(Selected extract begins)

World Water Day offers a chance to reflect on the important role water plays in our daily lives. Freshwater, in particular, is a precious resource that requires conservation and protection. From water quality to water availability, Sea Grant is addressing key water issues and helping to enact sustainable water management practices throughout the country.
Georgia Sea Grant is mapping residential septic systems in 11 counties in an effort to identify potentially failing septic systems and prevent contamination of groundwater supplies. Septic failures, which can cause bacteria and viruses to enter water supplies, are likely to increase as sea level rises. At North Carolina Sea Grant, Lise Montefiore also examines threats to groundwater, specifically how water quality patterns relate to densities of industrially-owned hog facilities. “If we don’t have water, we cannot live. We cannot have food. It’s a very critical resource,” Montefiore says.
These sentiments are echoed in the Pacific, Midwest and Gulf regions. On the West Coast, Washington Sea Grant leads Pumpout Washington, which provides free sewage pumpout services for recreational boaters, to protect water quality in areas like Puget Sound. Around Lake Erie, Ohio Sea Grant researchers are exploring the role that nitrogen plays in harmful algal blooms, like those that have previously threatened water supplies across Ohio. To teach communities about best practices and policies for reaching clean water goals, a coastal version of the Watershed Game is being developed through a collaboration between Minnesota, Mississippi-Alabama, Louisiana and Georgia Sea Grant. In addition to expanded geographic representation and use, the new model adds excess nitrogen as a pollutant of concern to the original game.
Water is especially valued in Hawaiʻi, where future challenges due to rainfall patterns and sea-level rise will affect groundwater supplies. Researchers with Hawaiʻi Sea Grant are modeling how water flows through aquifers to equip water resource managers with the tools needed to conserve water.
Equally important is ensuring that water is accessible to all. “Water utilities around the country increasingly need to balance their goals of recovering costs while keeping water flowing for those least able to pay,” said Margaret Schneemann, Illinois-Indiana Sea Grant water resource economist. Schneemann helped lead Illinois-Indiana Sea Grant’s study of water affordability issues in northeastern Illinois, which informed the City of Chicago’s new Utility Billing Relief program for low-income residents.

(Selected extract ends)
(Records supplied begins)

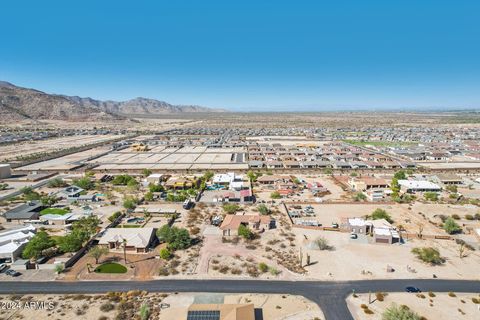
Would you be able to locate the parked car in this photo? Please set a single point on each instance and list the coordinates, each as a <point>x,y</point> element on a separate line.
<point>13,273</point>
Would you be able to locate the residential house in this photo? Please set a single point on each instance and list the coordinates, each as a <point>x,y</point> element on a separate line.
<point>414,186</point>
<point>256,223</point>
<point>221,312</point>
<point>136,240</point>
<point>13,241</point>
<point>367,183</point>
<point>27,211</point>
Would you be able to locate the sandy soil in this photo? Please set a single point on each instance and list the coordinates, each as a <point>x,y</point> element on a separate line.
<point>439,307</point>
<point>274,307</point>
<point>350,257</point>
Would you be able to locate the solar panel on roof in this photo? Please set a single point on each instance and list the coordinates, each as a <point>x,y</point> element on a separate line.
<point>203,315</point>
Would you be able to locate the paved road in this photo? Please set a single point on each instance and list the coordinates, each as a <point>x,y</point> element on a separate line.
<point>330,296</point>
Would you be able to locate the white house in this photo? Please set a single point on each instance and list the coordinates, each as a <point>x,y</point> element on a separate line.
<point>413,186</point>
<point>12,242</point>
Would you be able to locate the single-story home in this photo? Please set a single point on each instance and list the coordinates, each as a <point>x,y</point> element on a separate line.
<point>367,183</point>
<point>221,312</point>
<point>137,240</point>
<point>413,186</point>
<point>13,241</point>
<point>27,211</point>
<point>255,222</point>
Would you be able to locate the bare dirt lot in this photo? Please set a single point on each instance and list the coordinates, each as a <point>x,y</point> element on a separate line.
<point>438,306</point>
<point>355,259</point>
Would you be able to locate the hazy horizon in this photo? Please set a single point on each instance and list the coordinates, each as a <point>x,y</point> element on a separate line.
<point>249,56</point>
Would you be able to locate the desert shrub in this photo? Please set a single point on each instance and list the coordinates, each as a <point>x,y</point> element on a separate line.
<point>165,254</point>
<point>368,311</point>
<point>431,196</point>
<point>395,312</point>
<point>428,255</point>
<point>107,307</point>
<point>263,267</point>
<point>236,271</point>
<point>380,296</point>
<point>245,232</point>
<point>451,227</point>
<point>275,195</point>
<point>381,214</point>
<point>273,271</point>
<point>322,244</point>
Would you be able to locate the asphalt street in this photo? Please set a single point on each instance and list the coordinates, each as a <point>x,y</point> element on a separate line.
<point>330,296</point>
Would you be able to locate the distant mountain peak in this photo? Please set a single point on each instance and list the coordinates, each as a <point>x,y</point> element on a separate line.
<point>20,103</point>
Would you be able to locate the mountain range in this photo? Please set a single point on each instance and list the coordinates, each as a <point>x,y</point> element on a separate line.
<point>17,103</point>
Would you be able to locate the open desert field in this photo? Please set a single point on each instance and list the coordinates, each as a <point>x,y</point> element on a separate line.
<point>430,305</point>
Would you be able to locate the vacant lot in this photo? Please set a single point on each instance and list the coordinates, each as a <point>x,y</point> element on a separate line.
<point>357,259</point>
<point>438,306</point>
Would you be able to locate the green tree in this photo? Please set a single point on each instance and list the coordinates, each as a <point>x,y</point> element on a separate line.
<point>114,216</point>
<point>402,312</point>
<point>133,184</point>
<point>72,242</point>
<point>428,255</point>
<point>360,196</point>
<point>450,226</point>
<point>207,176</point>
<point>263,267</point>
<point>84,183</point>
<point>176,238</point>
<point>130,203</point>
<point>48,201</point>
<point>322,244</point>
<point>149,196</point>
<point>245,232</point>
<point>29,194</point>
<point>395,186</point>
<point>85,227</point>
<point>144,311</point>
<point>452,188</point>
<point>122,180</point>
<point>431,196</point>
<point>39,242</point>
<point>155,187</point>
<point>264,210</point>
<point>253,176</point>
<point>97,252</point>
<point>57,183</point>
<point>381,214</point>
<point>275,195</point>
<point>146,172</point>
<point>230,208</point>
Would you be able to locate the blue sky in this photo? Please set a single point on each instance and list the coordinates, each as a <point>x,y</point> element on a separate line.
<point>249,55</point>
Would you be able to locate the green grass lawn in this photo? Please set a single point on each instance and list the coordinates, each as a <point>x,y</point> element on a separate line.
<point>54,211</point>
<point>111,267</point>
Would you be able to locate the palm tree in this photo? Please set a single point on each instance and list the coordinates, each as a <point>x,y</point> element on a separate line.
<point>125,250</point>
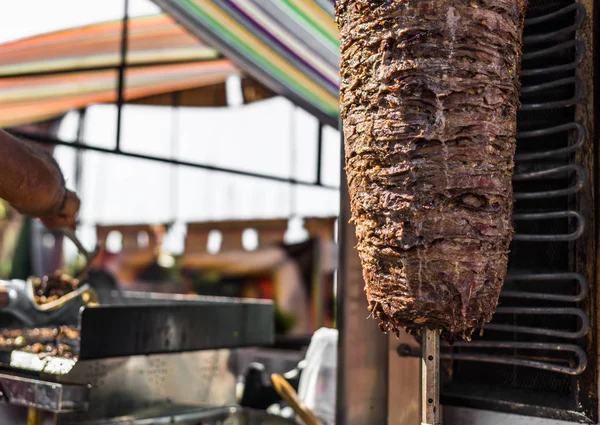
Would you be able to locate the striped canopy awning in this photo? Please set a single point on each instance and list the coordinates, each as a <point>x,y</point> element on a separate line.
<point>290,46</point>
<point>45,76</point>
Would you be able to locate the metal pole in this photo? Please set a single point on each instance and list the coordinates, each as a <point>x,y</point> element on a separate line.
<point>319,153</point>
<point>430,378</point>
<point>122,68</point>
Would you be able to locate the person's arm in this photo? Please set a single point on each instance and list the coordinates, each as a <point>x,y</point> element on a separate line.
<point>31,181</point>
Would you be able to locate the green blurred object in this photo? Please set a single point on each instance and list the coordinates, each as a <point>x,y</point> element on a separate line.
<point>22,266</point>
<point>3,210</point>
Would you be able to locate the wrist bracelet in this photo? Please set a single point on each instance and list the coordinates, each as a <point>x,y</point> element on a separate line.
<point>63,200</point>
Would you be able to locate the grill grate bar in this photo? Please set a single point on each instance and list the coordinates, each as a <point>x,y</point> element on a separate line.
<point>406,350</point>
<point>572,127</point>
<point>549,36</point>
<point>582,287</point>
<point>551,172</point>
<point>567,237</point>
<point>534,311</point>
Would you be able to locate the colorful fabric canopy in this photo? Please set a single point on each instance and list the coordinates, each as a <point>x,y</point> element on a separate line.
<point>47,75</point>
<point>290,46</point>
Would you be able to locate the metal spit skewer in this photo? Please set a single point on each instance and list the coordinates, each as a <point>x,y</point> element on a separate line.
<point>430,378</point>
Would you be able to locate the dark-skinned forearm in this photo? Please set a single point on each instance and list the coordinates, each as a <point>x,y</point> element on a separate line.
<point>30,179</point>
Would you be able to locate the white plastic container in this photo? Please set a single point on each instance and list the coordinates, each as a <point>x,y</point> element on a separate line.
<point>318,380</point>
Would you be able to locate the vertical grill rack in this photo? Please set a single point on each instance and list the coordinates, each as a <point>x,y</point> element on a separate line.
<point>540,323</point>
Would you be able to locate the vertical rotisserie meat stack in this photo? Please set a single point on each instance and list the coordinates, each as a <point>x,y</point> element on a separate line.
<point>429,99</point>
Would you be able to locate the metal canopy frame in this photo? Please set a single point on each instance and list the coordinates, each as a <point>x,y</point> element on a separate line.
<point>80,145</point>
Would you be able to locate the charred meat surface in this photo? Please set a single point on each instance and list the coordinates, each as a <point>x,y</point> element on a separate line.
<point>51,288</point>
<point>429,98</point>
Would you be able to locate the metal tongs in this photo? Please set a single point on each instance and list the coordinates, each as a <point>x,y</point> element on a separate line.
<point>89,257</point>
<point>17,297</point>
<point>430,377</point>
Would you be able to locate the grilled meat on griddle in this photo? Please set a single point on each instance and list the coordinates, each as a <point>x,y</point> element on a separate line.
<point>61,341</point>
<point>51,288</point>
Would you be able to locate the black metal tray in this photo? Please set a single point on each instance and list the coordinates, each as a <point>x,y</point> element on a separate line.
<point>145,323</point>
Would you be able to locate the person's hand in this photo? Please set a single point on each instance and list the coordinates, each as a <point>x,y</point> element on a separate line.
<point>65,218</point>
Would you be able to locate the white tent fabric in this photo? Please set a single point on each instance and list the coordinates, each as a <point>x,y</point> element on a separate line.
<point>262,137</point>
<point>271,137</point>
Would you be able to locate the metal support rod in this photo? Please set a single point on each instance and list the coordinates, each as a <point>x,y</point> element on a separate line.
<point>430,378</point>
<point>319,153</point>
<point>79,152</point>
<point>122,68</point>
<point>38,138</point>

(Records supplied ends)

Action item
Rewrite the World Water Day passage, beginning at the words that have "World Water Day" and stopping after "throughout the country.", with "precious resource" changed to "vital resource".

Exercise response
World Water Day offers a chance to reflect on the important role water plays in our daily lives. Freshwater, in particular, is a vital resource that requires conservation and protection. From water quality to water availability, Sea Grant is addressing key water issues and helping to enact sustainable water management practices throughout the country.